* PASSAGE TO READ
The cyclotides are useful in vitro and in vivo. In one aspect, provided herein is a method to inhibit the binding of Hdm2 or HdmX to binding partners, comprising contacting Hdm2 or HdmX with an effective amount of a cyclotide as disclosed herein, thereby inhibiting the binding of Hdm2 or HdmX to its binding partner. Also provided is a method to inhibit E3 ligase activity, comprising contacting the E3 ligase with an effective amount of a cyclotide as disclosed herein, thereby inhibiting E3 ligase activity. Further provided is a method to stabilize an enzyme or peptide regulated by E3 ligase, comprising contacting the enzyme or peptide with an effective amount of a cyclotide as disclosed herein, thereby stabilizing the enzyme or peptide regulated by E3 ligase activity. The enzyme or peptides is selected from a peptide shown in, p53, ATF3, FOXO3a and RUNX3; and kinases DYRK2 and HIPK2. Yet further provided is a method of inhibiting the growth of a cancer cell, comprising contacting the cancer cell with an effective amount of the cyclotide of claim, thereby inhibiting the growth of the cancer cell, optionally wherein the cancer cell is selected from a colon cancer cell, a leukemia cell, a lung cancer cell, a small cell lung cancer cell, a pancreatic cancer cell, an ovarian cancer cell, a prostate cancer cell or a breast cancer cell. The contacting is in vitro or in vivo.

In another aspect, provided herein is a method to treat cancer or tumor in a subject in need thereof, comprising administering to the subject an effective amount of a cyclotide as disclosed herein, thereby treating the cancer, and a method to induce an anti-cancer immune response in a subject in need thereof, comprising administering to the subject an effective amount of a cyclotide as disclosed herein, thereby treating the cancer.

A kit is disclosed, the kit comprising one or more of a cyclotide, polynucleotide, vector, cell, and/or composition as disclosed herein, and optionally instructions for use.

This disclosure references various publications, patents and published patent specifications by an identifying citation or an Arabic number. The full citations for the disclosures referenced by an Arabic number are found immediately preceding the claims. The disclosures of these publications, patents and published patent specifications are hereby incorporated by reference into the present disclosure in their entirety to more fully describe the state of the art to which this invention pertains.

Before the compositions and methods are described, it is to be understood that the invention is not limited to the particular methodologies, protocols, cell lines, assays, and reagents described, as these may vary. It is also to be understood that the terminology used herein is intended to describe particular embodiments of the present invention, and is in no way intended to limit the scope of the present invention as set forth in the appended claims.

* MATERIAL SHOWN

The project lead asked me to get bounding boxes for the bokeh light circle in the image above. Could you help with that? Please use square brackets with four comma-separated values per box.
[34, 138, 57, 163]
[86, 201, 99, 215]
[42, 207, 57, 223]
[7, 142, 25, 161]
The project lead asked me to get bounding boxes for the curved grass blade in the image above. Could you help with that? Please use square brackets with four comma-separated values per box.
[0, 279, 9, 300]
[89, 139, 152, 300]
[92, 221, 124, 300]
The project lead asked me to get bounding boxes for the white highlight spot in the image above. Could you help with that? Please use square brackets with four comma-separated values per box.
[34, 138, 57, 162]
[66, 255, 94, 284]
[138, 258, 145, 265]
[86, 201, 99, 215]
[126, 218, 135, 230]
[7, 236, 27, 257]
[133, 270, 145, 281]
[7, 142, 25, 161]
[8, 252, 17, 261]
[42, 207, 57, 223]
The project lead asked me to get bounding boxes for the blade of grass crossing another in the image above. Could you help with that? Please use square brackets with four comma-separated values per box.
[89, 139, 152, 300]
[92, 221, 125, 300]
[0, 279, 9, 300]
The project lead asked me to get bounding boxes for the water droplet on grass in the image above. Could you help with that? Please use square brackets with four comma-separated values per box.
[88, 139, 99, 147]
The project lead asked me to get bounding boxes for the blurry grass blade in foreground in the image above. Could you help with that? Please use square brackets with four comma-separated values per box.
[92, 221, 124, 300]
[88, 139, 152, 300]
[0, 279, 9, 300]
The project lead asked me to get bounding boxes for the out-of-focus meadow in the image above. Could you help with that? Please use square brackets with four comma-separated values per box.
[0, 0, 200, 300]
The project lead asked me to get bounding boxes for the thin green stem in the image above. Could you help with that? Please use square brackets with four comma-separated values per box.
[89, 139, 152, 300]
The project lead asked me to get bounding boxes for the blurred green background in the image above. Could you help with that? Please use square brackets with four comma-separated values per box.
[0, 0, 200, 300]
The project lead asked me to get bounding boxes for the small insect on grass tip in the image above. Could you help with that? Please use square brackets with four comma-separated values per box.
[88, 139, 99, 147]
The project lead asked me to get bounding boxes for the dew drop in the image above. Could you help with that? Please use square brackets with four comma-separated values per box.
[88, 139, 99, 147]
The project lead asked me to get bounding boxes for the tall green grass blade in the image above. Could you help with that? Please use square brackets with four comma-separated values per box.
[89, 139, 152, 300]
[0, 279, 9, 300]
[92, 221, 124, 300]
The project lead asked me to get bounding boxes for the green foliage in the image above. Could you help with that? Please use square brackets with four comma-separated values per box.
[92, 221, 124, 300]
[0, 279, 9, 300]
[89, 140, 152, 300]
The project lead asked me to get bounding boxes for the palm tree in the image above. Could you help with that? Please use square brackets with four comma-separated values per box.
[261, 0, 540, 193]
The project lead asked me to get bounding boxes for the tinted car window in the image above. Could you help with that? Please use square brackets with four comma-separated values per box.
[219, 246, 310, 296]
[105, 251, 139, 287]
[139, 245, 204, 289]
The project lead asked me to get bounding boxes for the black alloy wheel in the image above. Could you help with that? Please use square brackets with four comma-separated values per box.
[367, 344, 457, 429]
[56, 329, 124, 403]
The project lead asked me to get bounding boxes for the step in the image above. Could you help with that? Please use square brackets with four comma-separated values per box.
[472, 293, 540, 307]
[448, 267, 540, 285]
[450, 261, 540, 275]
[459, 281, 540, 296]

* YOUR TASK
Say whether each statement agrees with the passage on cyclotides. Answer yes or no and quote the deciding words of the passage. (a) The kit described must include instructions for use. (b) A prostate cancer cell is among the cancer cells named for the growth-inhibiting method. (c) The full citations for disclosures referenced by an Arabic number appear right after the claims.

* RESPONSE TO THE EXERCISE
(a) No: "and optionally instructions for use."
(b) Yes: "a prostate cancer cell"
(c) No: "found immediately preceding the claims."